## INSTRUCTION
Tally the lines in the records below that contain the string "teal", with case counting, and give only the number.
— START —
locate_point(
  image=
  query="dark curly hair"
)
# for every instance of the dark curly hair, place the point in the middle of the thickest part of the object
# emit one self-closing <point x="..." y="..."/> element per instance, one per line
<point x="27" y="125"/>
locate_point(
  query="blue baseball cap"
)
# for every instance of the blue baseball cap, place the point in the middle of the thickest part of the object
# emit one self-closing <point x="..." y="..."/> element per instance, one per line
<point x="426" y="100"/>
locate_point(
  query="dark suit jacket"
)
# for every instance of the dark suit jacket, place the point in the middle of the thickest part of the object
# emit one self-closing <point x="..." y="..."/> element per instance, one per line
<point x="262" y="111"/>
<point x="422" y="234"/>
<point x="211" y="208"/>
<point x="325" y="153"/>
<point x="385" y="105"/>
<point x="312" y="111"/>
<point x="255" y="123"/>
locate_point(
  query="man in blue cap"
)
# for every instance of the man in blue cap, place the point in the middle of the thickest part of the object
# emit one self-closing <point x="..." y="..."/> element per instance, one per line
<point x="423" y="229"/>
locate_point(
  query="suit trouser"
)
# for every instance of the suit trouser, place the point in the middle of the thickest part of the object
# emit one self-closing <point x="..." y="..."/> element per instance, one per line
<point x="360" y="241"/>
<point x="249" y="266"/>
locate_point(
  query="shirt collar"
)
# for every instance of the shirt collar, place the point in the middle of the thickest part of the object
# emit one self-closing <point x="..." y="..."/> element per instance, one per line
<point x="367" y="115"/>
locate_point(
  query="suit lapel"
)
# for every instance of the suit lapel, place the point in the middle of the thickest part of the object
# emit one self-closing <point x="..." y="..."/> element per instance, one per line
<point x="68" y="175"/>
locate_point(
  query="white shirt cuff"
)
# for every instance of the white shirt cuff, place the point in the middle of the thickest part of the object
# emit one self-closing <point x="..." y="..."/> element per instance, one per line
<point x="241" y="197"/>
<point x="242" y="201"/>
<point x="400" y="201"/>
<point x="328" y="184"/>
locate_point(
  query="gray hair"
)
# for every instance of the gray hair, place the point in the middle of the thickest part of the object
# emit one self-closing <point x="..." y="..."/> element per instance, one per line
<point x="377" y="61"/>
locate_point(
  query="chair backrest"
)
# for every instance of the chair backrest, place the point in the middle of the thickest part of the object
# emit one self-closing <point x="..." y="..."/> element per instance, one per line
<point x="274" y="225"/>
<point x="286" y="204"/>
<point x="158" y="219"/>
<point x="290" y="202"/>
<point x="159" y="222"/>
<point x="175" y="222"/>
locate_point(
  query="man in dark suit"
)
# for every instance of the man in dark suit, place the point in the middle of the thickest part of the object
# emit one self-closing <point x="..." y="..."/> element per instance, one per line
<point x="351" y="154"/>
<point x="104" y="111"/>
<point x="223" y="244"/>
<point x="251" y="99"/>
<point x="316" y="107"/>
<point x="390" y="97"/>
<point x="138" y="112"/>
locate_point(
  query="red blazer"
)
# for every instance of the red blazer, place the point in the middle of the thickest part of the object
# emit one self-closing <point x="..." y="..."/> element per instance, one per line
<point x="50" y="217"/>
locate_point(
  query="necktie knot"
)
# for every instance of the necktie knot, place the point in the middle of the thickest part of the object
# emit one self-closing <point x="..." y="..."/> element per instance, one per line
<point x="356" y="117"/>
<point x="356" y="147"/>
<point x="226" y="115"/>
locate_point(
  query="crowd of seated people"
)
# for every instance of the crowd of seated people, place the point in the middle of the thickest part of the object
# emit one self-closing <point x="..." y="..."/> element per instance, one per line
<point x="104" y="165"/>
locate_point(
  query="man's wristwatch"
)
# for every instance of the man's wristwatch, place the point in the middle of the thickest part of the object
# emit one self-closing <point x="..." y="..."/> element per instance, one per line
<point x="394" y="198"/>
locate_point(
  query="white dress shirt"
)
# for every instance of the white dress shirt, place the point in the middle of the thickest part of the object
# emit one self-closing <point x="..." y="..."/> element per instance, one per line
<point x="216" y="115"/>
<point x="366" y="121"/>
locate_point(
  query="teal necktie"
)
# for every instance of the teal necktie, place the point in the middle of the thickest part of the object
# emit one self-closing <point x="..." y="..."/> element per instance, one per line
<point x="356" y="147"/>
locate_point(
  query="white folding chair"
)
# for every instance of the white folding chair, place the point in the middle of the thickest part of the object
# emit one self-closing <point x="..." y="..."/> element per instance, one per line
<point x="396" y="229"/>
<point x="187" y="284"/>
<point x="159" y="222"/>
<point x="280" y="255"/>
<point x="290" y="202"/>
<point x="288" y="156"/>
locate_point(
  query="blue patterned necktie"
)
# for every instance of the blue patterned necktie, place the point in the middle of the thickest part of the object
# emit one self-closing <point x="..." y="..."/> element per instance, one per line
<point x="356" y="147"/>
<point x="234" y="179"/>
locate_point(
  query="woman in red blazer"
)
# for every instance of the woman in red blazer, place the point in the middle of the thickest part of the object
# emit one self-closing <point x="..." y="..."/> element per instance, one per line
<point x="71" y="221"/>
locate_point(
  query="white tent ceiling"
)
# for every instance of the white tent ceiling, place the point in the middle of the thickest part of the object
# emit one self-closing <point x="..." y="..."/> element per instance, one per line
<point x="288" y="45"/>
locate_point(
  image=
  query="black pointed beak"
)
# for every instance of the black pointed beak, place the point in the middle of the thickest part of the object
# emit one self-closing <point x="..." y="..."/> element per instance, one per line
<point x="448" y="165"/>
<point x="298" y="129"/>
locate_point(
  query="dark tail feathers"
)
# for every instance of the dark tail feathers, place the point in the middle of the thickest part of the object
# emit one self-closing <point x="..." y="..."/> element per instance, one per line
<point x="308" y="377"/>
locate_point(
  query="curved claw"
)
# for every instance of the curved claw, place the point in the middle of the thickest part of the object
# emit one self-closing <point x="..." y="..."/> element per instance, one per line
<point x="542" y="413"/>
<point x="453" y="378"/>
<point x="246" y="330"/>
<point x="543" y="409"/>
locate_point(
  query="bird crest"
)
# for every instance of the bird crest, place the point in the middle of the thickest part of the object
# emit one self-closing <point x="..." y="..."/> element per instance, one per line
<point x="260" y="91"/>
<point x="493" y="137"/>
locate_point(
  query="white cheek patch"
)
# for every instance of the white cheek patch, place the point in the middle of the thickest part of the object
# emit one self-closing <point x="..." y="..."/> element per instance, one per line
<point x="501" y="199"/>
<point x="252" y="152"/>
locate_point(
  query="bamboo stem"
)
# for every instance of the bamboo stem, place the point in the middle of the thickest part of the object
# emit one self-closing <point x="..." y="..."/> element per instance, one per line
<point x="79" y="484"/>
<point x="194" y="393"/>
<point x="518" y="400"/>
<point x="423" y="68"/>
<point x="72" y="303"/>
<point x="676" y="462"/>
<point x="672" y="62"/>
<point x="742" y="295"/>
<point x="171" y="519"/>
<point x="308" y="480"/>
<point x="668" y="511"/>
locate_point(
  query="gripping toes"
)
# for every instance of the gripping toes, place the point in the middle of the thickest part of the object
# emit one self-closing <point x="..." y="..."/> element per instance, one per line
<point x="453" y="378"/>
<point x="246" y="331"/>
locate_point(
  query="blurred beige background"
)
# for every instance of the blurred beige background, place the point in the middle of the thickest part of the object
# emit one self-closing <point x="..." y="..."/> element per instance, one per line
— END —
## CORRECT OUTPUT
2